> _What is being asked_: Within the data below, find the string "green" and return each line where it occurs.

(Extracted data entries)
=== Section Start ===
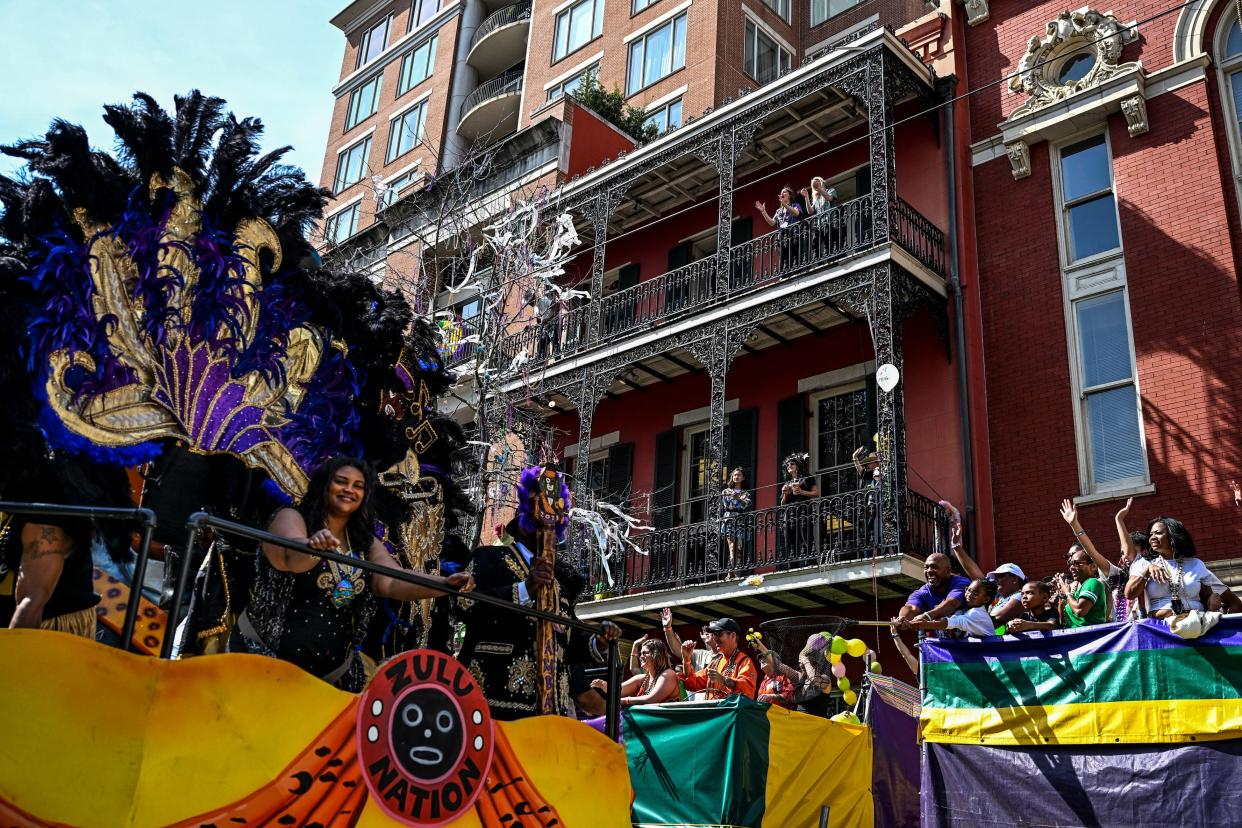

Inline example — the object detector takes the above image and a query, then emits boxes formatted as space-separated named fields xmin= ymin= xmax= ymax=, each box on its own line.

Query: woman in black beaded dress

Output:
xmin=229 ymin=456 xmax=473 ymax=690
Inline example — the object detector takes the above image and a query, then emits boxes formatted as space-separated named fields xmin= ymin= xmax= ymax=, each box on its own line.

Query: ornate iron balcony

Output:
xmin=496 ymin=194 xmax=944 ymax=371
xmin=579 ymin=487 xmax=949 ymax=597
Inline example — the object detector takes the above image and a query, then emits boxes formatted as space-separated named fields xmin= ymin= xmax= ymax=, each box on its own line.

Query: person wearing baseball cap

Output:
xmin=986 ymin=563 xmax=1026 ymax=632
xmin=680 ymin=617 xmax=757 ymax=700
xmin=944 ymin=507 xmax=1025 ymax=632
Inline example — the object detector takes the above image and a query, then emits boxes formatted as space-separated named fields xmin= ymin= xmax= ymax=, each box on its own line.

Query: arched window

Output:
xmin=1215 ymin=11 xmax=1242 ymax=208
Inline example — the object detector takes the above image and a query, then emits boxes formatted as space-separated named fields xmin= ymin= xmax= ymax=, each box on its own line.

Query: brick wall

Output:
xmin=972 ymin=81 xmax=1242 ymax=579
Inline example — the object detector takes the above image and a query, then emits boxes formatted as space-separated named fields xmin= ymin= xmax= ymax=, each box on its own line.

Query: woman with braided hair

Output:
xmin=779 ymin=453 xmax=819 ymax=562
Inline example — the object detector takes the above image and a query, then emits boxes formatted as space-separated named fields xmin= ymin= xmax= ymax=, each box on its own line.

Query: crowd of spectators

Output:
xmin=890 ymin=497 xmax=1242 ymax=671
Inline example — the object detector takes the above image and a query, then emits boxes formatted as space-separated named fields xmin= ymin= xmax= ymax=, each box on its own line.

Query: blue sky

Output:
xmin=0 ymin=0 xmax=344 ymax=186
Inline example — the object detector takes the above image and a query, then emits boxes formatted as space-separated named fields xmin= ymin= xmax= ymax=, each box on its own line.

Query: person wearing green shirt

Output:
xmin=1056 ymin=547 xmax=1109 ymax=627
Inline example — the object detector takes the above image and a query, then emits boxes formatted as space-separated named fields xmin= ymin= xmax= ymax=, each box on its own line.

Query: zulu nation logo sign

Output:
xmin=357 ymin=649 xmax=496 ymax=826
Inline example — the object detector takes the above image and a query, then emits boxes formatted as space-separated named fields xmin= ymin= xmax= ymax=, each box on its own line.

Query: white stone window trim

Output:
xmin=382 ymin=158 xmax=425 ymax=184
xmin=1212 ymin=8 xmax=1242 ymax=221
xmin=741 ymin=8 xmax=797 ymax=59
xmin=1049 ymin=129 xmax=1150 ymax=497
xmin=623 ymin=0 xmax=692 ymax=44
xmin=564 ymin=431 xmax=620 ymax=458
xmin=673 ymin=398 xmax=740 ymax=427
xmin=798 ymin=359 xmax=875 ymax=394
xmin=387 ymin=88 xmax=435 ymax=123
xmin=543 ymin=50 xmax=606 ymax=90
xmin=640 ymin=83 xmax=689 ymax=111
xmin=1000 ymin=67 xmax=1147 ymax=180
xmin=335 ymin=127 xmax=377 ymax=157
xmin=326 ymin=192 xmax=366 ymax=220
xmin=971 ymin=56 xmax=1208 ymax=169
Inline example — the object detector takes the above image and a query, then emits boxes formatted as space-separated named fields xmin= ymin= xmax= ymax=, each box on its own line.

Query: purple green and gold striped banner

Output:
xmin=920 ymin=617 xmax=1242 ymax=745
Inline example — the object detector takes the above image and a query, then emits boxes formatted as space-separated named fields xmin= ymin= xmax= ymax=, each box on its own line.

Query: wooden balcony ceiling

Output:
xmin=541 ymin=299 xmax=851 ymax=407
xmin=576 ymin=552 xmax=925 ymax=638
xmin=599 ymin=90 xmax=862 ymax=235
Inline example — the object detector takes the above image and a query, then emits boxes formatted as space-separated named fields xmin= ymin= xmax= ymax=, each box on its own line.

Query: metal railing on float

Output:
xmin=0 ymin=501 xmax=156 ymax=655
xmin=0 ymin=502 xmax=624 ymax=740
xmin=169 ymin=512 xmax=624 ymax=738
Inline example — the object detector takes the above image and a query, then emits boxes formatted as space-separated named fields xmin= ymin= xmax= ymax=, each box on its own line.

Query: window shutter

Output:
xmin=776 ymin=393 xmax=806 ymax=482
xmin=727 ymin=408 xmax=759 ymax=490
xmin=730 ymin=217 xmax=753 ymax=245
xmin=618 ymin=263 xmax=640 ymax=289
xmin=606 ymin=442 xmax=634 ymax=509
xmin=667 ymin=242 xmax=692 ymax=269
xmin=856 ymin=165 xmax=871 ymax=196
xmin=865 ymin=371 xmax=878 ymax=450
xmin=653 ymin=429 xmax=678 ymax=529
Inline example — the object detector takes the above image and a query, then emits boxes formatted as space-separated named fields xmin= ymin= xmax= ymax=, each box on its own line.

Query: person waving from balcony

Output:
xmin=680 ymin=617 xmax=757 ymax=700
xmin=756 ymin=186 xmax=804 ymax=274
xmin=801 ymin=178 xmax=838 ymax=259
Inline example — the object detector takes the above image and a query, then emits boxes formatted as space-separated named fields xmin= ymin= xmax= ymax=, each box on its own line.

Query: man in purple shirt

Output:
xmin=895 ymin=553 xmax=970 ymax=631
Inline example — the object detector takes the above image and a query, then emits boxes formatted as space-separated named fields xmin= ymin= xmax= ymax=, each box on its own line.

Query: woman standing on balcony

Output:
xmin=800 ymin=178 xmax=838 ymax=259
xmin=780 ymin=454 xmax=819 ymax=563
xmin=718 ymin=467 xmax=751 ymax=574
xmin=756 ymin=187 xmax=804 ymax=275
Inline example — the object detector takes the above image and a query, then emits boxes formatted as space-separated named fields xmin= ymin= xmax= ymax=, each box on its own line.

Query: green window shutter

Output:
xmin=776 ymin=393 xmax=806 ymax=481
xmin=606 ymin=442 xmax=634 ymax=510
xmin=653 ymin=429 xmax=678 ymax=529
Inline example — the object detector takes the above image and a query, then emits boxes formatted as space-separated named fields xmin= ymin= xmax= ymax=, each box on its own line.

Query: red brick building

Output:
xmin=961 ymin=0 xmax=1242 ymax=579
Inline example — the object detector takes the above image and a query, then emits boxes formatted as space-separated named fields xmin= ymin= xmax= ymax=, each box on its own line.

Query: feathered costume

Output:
=== Section End ===
=== Section Start ===
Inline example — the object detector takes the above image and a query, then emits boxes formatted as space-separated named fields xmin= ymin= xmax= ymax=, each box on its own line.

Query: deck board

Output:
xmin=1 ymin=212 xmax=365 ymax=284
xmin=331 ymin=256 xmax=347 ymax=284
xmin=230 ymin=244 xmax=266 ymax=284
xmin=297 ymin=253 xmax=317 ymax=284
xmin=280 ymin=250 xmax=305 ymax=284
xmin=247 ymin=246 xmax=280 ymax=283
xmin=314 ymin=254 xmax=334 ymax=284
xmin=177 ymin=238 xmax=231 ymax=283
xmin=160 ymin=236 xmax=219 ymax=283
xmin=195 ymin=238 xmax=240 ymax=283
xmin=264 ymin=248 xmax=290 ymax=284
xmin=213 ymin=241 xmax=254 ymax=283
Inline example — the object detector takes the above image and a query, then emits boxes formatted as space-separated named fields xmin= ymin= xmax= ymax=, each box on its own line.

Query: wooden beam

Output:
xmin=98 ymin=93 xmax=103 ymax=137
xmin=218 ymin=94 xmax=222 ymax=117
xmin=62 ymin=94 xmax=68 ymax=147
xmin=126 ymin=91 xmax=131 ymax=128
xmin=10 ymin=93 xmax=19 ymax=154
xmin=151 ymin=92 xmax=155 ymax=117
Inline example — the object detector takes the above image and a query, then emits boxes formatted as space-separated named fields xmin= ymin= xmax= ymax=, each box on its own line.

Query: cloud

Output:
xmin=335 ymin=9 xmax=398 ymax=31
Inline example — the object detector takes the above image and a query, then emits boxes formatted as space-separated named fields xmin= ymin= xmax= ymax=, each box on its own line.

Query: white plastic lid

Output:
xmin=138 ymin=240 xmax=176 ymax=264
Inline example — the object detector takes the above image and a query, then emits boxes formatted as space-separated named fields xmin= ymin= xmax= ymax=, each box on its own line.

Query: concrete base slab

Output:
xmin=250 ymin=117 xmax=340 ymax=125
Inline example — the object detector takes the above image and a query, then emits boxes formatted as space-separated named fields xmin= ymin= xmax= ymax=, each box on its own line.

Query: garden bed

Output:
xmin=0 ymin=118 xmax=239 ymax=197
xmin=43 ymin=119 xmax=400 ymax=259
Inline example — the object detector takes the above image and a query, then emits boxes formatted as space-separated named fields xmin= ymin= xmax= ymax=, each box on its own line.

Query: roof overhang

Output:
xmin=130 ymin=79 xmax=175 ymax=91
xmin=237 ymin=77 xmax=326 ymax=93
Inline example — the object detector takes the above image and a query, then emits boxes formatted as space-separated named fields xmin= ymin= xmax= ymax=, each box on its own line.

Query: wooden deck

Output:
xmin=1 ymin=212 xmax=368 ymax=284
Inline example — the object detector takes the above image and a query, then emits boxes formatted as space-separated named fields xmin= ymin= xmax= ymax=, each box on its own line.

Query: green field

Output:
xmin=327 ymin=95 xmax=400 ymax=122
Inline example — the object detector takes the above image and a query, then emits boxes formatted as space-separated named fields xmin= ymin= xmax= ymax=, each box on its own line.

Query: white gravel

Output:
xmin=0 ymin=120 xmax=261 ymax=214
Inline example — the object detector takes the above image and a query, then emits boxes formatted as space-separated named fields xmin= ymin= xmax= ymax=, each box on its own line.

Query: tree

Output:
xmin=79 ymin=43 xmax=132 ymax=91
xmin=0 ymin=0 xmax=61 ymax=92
=== Section End ===
> _Task response_:
Query: person wearing green shirt
Query: purple green and gold striped banner
Query: green window shutter
Query: green field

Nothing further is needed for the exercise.